§ TASKS TO PERFORM
a) According to the text on paying yourself from a dropshipping business, how much would a $4,000 monthly salary come to in a year?
b) Continue the text on paying yourself from a dropshipping business, starting after its last sentence.

Once you’ve ensured that you’ve formed your business as a separate legal entity, decide how much you’d pay yourself. Again, keep it modest but realistic. Let’s assume that you’re currently renting a home, you have a car lease, and a family. Between all of your expenses, let’s say you’d need about $4,000 a month to pay for everything, and with enough extra, you can put towards the side. Assuming that this amount already covers your safety fee or your emergency expenses, you should have yourself as an employee of your company and make your salary at $4,000 a month. 

This means that it would be a consistent amount, whether you decide to get your paycheck every two weeks or every month. That’s your salary to be the business owner, the CEO, or the president of your dropshipping business. With that amount, you’ll be making $48,000 in a year. 

You might be confused as to why you would only be getting paid this amount of money if you’re making a $250,000 net profit. It’s because that amount is enough to cover your expenses. It’s a reasonable amount for someone to run your business. 

Moreover, you have to keep in mind that the IRS keeps an eye on this so you need to be paying yourself a reasonable amount of money for the job. If you take that $48,000 from your net profit, you have $202,000 as profit left in your business bank account

Now, how do you take that? How to pay yourself as a business owner from that?

Referring expression data based on photos:
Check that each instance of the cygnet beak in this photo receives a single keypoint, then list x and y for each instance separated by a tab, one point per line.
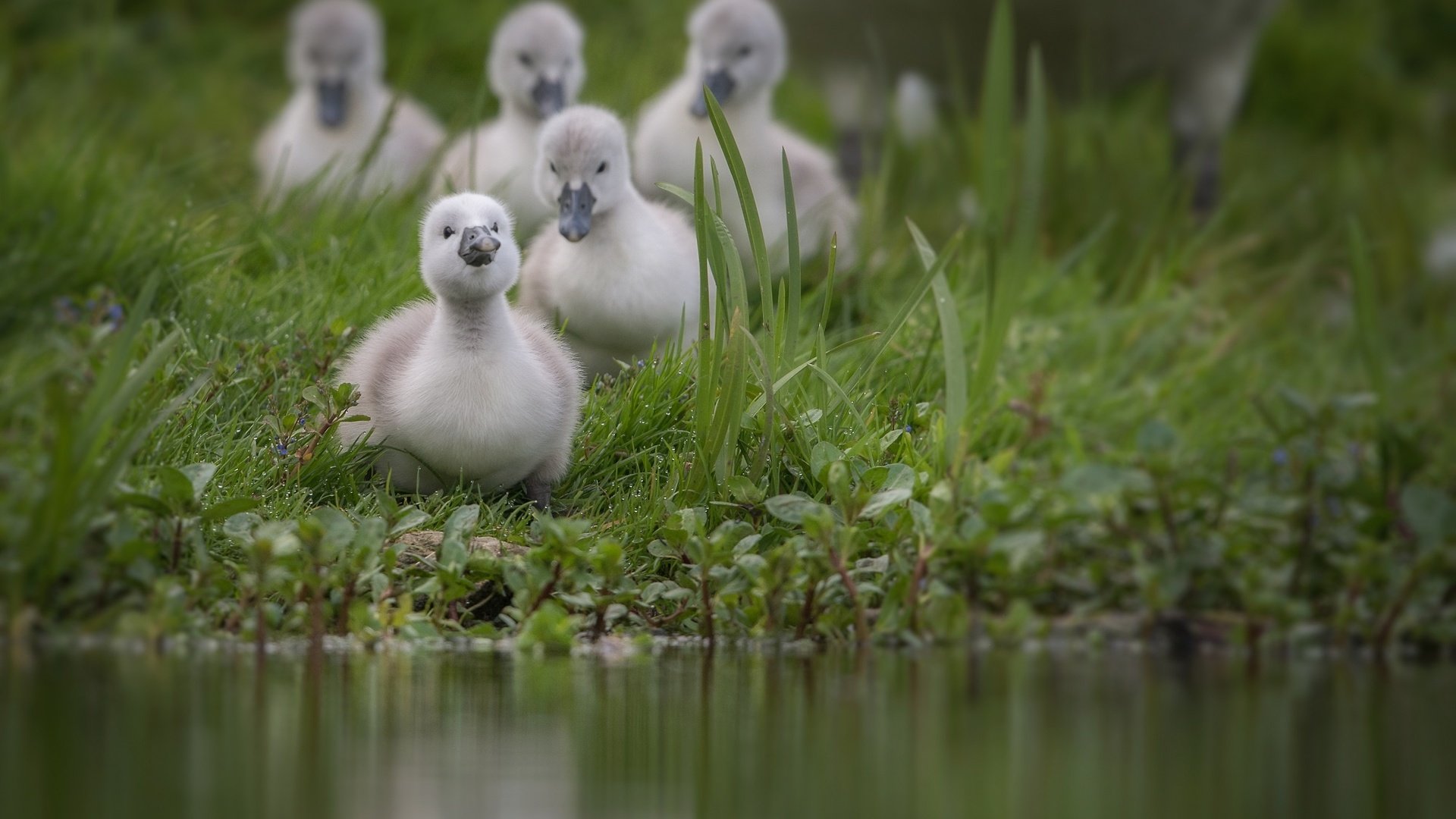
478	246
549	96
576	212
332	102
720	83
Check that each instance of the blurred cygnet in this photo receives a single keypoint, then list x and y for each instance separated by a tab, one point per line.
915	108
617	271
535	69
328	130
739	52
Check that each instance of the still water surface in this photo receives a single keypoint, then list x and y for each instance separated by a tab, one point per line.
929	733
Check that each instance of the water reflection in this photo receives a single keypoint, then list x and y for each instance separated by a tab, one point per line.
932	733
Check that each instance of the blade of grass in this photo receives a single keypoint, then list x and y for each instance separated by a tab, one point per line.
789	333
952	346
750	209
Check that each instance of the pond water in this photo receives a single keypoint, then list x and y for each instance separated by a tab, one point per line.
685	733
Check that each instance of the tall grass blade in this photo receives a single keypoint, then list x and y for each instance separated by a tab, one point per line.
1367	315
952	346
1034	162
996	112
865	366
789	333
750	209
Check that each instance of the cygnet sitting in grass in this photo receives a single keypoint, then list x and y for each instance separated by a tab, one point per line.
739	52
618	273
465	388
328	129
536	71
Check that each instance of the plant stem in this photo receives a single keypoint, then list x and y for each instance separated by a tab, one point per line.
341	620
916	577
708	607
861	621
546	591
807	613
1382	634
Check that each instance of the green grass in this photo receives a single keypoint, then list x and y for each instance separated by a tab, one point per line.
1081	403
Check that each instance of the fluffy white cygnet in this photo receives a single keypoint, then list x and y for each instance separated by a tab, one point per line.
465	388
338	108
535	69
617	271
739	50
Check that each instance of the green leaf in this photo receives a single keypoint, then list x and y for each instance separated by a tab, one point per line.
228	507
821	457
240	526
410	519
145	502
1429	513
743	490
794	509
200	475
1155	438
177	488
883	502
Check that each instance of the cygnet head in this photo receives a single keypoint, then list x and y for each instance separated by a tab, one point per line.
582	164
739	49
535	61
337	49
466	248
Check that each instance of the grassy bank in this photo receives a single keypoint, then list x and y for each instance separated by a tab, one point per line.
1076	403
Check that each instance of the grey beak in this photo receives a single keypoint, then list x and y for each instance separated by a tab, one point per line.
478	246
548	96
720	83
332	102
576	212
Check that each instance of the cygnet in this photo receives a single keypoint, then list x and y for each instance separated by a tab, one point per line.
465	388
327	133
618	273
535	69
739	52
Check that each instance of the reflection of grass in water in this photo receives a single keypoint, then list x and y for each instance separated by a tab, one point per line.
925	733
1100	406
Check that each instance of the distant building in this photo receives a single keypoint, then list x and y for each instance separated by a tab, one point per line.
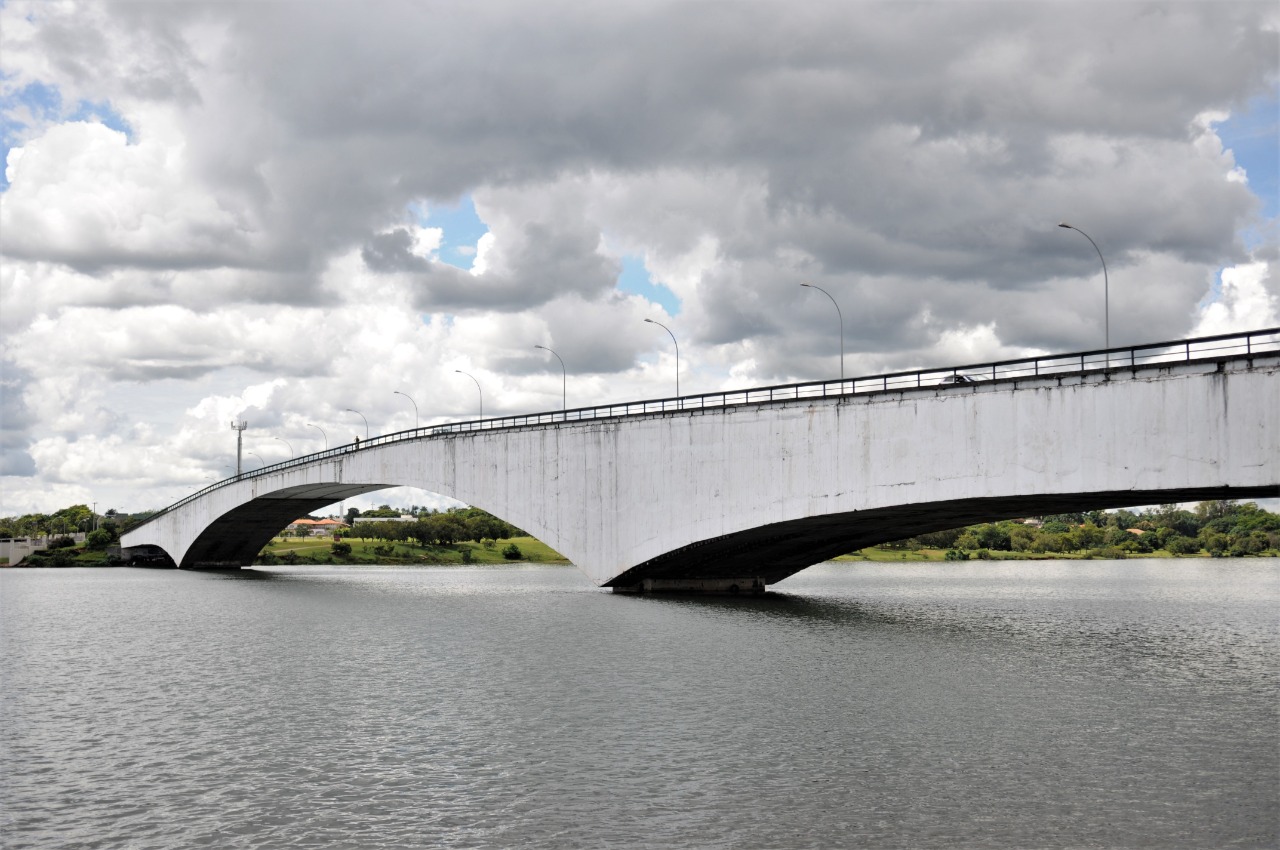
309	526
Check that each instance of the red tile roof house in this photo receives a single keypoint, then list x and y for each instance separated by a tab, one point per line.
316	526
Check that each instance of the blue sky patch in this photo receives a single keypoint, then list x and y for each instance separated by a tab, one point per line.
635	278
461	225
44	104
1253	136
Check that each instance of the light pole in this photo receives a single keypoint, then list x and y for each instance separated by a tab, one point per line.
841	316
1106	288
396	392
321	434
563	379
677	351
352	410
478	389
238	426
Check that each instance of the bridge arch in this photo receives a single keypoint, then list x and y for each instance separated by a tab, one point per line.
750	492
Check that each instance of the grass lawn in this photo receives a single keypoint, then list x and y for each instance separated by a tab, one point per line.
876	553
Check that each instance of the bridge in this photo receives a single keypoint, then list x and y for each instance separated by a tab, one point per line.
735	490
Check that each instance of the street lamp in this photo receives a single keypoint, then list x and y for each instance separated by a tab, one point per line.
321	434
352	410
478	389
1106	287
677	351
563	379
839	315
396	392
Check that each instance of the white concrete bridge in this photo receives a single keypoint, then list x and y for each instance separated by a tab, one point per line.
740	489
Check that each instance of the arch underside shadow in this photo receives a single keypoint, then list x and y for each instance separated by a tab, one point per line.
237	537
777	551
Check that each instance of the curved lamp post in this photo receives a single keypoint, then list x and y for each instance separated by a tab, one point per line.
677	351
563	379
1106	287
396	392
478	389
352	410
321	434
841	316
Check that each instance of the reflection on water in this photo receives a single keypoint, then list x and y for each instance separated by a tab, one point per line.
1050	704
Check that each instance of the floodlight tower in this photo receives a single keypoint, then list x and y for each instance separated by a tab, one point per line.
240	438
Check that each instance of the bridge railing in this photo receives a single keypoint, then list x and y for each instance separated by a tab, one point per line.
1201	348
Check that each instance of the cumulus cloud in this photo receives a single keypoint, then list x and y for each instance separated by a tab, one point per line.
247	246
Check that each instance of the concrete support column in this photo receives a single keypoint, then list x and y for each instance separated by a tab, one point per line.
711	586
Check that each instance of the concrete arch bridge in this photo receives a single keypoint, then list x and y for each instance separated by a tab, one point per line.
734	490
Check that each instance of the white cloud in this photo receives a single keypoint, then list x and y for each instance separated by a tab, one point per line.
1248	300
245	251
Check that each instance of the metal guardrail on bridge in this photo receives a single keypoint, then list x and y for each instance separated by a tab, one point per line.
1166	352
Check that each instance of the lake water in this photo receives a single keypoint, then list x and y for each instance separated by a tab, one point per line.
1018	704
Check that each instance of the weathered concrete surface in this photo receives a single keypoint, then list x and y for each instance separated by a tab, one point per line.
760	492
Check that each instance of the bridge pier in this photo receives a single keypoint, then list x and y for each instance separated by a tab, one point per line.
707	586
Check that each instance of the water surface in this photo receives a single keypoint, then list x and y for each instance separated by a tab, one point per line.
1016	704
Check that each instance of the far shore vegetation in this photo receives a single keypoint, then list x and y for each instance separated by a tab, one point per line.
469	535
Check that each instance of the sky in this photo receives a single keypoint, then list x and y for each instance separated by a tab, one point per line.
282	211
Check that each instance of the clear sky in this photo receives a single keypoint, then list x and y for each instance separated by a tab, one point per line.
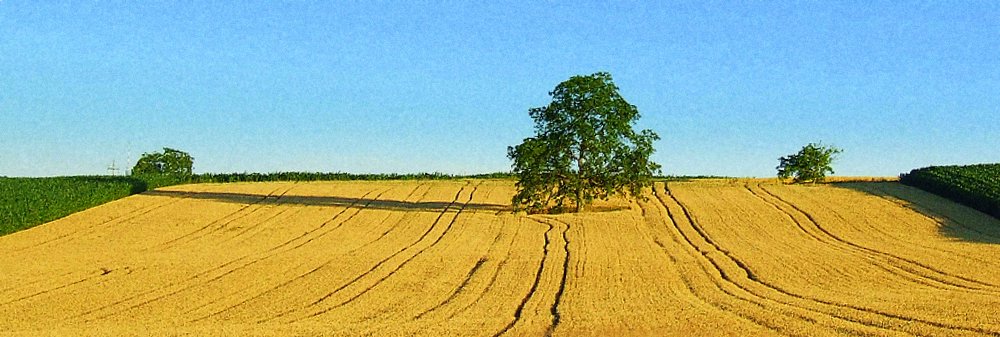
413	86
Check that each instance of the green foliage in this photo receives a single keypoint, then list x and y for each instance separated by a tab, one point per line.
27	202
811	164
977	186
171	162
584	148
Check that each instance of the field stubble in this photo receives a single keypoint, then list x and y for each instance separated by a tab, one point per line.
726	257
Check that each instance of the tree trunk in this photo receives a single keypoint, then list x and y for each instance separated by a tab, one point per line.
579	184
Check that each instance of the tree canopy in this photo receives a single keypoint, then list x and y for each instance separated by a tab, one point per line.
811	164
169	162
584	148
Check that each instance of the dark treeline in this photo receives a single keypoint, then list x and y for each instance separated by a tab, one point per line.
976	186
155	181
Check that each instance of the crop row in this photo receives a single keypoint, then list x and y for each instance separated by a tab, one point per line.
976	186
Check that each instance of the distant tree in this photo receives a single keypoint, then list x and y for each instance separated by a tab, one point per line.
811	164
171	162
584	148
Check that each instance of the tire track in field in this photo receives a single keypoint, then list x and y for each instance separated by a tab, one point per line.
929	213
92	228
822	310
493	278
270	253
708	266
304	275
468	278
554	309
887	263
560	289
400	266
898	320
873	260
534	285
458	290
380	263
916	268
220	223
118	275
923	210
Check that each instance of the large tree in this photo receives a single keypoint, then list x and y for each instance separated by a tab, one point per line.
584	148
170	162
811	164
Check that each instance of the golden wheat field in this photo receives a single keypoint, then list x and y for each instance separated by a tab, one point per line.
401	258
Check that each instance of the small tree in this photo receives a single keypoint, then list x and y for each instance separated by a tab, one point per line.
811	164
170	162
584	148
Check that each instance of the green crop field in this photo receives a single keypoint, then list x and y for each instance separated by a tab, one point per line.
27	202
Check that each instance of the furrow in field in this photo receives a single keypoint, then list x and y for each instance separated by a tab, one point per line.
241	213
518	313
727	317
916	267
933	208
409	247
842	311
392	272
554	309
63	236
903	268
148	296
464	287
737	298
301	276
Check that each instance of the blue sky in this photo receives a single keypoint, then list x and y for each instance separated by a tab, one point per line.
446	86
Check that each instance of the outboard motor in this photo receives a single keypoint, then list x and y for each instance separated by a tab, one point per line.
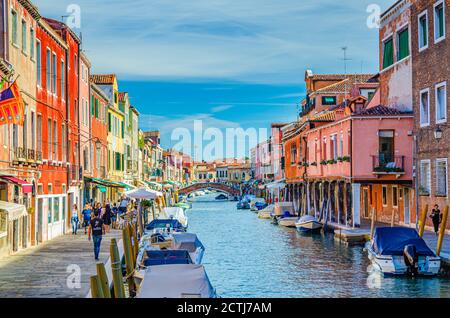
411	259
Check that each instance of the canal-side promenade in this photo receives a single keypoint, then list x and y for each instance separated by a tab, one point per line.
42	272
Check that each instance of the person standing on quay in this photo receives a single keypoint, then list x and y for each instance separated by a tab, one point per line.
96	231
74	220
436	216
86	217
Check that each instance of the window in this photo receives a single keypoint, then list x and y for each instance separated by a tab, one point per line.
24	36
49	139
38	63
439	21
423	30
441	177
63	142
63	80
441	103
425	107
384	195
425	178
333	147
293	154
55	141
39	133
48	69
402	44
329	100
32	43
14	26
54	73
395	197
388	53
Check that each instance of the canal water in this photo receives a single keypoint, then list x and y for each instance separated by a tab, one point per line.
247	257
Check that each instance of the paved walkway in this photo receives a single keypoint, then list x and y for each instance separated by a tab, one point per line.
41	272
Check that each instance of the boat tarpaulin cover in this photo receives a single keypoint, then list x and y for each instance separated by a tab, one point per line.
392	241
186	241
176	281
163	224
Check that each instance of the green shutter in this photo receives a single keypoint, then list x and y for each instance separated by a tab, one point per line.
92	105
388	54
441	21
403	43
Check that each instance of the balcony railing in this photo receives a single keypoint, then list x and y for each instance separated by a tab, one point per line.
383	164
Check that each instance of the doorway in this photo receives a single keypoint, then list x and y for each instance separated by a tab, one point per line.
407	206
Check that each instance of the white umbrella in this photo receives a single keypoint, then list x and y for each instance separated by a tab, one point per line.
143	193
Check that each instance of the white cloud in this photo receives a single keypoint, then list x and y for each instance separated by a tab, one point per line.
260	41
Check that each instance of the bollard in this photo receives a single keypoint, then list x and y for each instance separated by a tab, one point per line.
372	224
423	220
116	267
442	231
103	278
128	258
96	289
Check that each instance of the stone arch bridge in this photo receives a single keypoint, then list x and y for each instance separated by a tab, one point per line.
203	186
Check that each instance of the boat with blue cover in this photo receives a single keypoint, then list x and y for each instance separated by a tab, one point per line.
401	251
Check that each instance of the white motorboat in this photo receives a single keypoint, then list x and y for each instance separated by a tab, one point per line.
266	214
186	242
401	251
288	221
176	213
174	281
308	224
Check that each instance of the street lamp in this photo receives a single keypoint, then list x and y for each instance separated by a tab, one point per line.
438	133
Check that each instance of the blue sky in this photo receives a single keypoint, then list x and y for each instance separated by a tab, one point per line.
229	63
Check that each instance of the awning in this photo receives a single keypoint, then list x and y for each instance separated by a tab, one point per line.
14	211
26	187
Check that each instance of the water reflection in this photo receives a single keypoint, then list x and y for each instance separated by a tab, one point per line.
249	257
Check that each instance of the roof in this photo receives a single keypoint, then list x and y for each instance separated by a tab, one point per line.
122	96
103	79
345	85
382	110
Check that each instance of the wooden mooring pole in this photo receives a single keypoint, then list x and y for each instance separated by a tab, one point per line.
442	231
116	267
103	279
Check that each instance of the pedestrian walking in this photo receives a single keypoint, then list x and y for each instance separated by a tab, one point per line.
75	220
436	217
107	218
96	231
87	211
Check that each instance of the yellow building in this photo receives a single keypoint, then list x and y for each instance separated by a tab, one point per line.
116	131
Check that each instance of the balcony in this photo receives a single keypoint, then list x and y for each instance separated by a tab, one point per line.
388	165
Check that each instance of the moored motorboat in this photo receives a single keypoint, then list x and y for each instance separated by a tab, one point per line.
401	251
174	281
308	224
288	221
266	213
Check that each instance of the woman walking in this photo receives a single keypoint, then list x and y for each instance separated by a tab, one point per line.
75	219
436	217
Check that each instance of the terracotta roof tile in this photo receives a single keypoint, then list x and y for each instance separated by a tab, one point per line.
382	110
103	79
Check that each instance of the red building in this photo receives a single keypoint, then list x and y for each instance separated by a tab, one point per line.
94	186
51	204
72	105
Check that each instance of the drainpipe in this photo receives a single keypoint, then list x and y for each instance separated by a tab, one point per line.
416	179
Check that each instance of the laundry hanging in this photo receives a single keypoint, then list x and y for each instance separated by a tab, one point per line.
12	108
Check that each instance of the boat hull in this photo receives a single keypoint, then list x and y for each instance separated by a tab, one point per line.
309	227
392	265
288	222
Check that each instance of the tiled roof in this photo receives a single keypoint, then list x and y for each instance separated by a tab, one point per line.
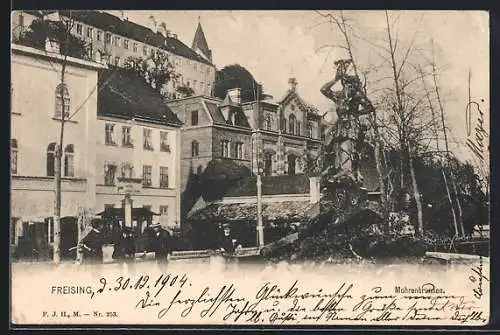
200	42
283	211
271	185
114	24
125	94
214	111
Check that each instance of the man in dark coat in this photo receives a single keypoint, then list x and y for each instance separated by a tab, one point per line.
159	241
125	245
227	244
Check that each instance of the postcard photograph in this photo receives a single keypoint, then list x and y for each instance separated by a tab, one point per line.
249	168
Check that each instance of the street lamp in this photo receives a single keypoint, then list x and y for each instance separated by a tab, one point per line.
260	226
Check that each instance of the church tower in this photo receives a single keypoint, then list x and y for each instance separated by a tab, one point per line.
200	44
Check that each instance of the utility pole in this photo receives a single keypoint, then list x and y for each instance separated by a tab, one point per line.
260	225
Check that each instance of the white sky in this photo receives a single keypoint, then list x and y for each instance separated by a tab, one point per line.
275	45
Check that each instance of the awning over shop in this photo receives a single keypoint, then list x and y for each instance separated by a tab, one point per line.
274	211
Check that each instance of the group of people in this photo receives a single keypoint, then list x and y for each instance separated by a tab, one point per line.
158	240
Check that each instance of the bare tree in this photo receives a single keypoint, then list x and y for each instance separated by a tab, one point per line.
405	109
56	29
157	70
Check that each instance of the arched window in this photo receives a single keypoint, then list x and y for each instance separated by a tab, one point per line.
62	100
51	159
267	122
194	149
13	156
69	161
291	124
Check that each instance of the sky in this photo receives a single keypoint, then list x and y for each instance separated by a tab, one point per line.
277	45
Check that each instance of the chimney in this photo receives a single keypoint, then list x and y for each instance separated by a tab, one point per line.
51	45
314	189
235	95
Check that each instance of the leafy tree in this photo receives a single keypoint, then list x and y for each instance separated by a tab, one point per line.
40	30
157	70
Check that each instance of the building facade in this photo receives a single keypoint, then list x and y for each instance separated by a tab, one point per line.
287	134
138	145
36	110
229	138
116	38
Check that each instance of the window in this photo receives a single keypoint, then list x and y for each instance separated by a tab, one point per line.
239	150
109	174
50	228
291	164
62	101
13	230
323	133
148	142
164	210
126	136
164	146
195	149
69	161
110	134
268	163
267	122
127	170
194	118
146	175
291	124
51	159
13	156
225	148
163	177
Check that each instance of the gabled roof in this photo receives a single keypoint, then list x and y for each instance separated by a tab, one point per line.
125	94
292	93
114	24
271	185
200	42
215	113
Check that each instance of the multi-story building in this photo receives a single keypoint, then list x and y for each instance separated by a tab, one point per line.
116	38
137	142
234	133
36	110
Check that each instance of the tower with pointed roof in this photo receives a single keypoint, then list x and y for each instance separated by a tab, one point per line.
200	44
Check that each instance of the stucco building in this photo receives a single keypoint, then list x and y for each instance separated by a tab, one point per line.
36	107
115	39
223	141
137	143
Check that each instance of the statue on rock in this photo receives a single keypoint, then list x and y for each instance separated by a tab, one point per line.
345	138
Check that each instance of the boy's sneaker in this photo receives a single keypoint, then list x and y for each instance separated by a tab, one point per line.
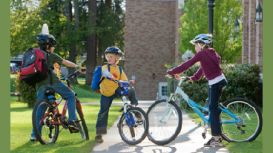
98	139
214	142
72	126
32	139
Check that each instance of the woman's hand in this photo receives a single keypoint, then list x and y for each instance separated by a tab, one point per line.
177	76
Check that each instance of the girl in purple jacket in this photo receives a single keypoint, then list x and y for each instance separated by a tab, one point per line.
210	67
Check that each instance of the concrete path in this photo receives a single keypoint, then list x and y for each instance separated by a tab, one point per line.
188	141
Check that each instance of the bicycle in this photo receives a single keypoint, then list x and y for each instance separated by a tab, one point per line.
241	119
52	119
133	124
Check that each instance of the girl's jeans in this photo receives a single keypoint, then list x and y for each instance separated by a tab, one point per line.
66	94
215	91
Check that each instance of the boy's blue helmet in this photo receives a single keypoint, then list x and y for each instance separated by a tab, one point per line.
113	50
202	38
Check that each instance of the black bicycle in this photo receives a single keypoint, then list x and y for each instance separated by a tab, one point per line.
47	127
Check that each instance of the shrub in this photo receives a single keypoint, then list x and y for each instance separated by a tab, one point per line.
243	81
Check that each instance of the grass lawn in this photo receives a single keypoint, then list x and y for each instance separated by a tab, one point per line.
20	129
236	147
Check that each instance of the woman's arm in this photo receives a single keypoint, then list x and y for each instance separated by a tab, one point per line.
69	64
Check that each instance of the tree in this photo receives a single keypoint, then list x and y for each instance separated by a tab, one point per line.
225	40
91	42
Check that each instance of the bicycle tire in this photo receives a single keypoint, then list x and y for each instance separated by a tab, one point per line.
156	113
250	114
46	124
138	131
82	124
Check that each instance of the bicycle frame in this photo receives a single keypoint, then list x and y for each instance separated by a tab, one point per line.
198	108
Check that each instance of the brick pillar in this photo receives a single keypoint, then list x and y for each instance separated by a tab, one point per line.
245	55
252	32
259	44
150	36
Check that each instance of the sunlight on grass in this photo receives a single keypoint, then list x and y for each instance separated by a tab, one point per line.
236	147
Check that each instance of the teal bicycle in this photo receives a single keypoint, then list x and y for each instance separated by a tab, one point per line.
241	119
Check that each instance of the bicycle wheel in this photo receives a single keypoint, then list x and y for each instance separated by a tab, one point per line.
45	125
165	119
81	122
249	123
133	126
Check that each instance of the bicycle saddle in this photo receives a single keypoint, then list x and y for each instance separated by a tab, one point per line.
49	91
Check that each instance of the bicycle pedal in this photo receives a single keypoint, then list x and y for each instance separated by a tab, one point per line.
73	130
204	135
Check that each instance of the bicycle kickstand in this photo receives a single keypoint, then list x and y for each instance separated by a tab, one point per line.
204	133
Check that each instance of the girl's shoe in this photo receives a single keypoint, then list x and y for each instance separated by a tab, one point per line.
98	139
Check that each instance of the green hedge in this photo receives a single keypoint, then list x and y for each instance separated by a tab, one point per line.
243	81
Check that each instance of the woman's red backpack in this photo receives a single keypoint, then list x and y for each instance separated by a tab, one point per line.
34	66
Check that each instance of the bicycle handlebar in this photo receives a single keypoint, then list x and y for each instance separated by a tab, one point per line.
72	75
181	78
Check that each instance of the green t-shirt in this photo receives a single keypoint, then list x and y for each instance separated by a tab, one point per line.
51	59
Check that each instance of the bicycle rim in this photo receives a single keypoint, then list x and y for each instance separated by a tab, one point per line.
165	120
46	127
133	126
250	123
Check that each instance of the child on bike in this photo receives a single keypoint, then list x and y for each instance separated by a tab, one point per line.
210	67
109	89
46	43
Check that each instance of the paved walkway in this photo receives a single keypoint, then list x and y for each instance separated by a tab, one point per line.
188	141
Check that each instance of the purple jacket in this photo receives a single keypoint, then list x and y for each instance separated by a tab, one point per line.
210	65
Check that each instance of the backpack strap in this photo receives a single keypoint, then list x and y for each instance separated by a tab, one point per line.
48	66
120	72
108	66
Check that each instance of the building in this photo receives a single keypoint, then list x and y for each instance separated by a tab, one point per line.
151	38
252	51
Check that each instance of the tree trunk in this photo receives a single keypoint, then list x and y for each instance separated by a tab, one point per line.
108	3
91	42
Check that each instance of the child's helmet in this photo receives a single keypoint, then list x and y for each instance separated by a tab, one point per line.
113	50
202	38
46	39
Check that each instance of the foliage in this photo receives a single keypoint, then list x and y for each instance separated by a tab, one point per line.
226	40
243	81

§ ANSWERS PER TASK
a) $48,000

b)
As an S-corporation business, you can take it as a distribution. Remember that distributions are taxed differently than salary. With salary, there are expenses for social security, like Medicare. Distributions don’t have the same taxes associated with them so you can save yourself about 15% in Medicare and Social Security.  

This is why the IRS doesn't want you saying that your salary is only $1 per year and the rest is distribution. That is cheating and not fair to the system so don’t ever try to do that. 

Do you have to wait until the end of the year to take the $202,000 out or pay tax on it? No, and you shouldn’t.

Remember that the money you’re paying yourself every month is enough to cover your expenses and safety net. But with the remaining amount of profit, take distributions throughout the year, although it may be more annoying for your accountant. Technically, you can take a distribution everyday as long as they are all reported when you’re paying your taxes. 

Salary + Distributions

Based on these, I think the best way how to pay yourself as a small business owner from this is to set quarterly goals for your business in net profit. Also, choose a distribution that you want to pay yourself every month.

For example, in Q1, you might want to make a $100,000 net profit and if you achieve that, you’re going to take $50,000 as a distribution. So basically, you’ll have a salary of $4,000 per month and a $50,000 distribution for Q1 if you hit your goals.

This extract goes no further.